◆ **Task instructions**
Copy the data below word for word, everything from the line that contains "Practice step: pick out every instance of the green" down to the line that contains "[(20, 21), (92, 69)]", including both of those lines.
----- The records -----
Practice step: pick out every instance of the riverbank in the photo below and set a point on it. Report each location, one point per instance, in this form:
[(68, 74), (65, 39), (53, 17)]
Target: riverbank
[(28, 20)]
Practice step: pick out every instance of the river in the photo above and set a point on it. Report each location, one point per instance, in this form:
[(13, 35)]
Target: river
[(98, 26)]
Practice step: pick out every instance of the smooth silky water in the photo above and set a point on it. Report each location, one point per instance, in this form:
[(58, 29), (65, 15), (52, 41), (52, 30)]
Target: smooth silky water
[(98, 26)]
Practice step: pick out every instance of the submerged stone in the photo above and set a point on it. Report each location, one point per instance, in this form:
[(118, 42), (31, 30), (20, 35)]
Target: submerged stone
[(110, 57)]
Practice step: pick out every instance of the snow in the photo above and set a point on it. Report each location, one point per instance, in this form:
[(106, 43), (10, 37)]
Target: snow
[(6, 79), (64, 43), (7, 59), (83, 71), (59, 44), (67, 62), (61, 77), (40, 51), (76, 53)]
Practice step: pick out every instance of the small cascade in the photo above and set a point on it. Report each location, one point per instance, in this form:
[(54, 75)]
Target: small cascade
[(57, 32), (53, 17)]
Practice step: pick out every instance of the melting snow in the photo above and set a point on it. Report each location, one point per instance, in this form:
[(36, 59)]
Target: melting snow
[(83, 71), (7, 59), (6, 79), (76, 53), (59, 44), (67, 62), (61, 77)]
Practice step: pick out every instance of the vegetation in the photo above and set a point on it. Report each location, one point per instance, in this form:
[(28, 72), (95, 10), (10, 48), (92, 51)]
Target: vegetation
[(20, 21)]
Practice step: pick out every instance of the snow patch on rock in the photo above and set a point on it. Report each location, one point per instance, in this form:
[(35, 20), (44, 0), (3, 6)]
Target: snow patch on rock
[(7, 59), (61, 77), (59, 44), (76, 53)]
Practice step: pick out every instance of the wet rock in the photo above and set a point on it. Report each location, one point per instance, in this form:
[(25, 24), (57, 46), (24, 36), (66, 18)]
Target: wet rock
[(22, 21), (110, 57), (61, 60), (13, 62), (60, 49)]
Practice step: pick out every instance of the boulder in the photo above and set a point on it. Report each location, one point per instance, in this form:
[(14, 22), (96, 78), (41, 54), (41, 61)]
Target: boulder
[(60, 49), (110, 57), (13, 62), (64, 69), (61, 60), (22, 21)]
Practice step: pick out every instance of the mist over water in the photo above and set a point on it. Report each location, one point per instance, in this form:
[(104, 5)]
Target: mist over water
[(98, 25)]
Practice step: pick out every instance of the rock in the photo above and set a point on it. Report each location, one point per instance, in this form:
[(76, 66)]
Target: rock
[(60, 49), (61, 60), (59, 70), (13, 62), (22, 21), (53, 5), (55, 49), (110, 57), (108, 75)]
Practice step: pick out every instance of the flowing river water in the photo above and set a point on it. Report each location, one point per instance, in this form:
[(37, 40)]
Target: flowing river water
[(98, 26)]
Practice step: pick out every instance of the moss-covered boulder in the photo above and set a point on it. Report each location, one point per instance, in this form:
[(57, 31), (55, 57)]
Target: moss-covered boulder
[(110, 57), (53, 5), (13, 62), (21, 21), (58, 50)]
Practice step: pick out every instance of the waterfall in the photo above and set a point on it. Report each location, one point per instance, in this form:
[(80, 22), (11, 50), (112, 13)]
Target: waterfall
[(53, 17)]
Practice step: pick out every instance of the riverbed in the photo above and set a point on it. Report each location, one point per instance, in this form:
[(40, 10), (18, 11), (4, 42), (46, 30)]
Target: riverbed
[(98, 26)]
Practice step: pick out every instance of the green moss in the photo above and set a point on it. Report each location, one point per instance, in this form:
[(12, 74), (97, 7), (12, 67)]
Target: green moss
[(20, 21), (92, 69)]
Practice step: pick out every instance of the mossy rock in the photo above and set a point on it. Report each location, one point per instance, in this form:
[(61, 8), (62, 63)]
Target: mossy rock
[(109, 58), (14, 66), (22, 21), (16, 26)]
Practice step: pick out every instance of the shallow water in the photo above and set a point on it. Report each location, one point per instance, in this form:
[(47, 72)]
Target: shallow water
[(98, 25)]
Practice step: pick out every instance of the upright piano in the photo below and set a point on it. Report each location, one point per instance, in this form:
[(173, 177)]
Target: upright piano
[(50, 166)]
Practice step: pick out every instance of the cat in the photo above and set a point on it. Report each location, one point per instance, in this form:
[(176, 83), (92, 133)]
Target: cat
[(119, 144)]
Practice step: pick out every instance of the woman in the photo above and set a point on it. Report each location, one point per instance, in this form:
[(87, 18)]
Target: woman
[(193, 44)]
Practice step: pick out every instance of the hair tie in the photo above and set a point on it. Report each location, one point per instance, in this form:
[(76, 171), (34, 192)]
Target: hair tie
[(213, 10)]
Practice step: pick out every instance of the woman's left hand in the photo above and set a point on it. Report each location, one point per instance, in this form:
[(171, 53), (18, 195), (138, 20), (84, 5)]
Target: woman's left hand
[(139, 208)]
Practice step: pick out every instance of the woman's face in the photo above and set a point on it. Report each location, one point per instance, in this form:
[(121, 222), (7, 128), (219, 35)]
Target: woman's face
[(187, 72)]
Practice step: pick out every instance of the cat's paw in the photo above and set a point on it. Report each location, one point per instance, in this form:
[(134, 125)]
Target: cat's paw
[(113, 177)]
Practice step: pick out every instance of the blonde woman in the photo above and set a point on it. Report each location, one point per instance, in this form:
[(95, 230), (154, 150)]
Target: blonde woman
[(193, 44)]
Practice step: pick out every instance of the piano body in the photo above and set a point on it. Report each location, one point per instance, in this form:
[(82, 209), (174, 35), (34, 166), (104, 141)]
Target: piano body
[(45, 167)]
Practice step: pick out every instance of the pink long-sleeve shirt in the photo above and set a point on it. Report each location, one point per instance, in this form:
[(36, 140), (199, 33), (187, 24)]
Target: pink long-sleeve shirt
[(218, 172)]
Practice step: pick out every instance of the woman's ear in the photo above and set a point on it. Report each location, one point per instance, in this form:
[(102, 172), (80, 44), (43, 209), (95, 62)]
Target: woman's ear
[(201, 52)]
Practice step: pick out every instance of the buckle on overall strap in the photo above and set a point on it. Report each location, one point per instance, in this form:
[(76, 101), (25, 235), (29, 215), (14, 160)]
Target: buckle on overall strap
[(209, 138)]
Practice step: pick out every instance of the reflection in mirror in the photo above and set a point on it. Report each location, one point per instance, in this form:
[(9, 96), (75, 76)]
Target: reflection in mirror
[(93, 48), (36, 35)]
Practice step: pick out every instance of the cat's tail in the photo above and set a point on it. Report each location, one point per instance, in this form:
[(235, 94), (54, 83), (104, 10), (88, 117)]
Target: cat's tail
-----
◆ **Result**
Practice step: pick out every instance of the green moss in the photo above and set a point on it. Report each location, one point per instance, in this form:
[(12, 74), (97, 7), (12, 67)]
Target: green moss
[(20, 21), (92, 69)]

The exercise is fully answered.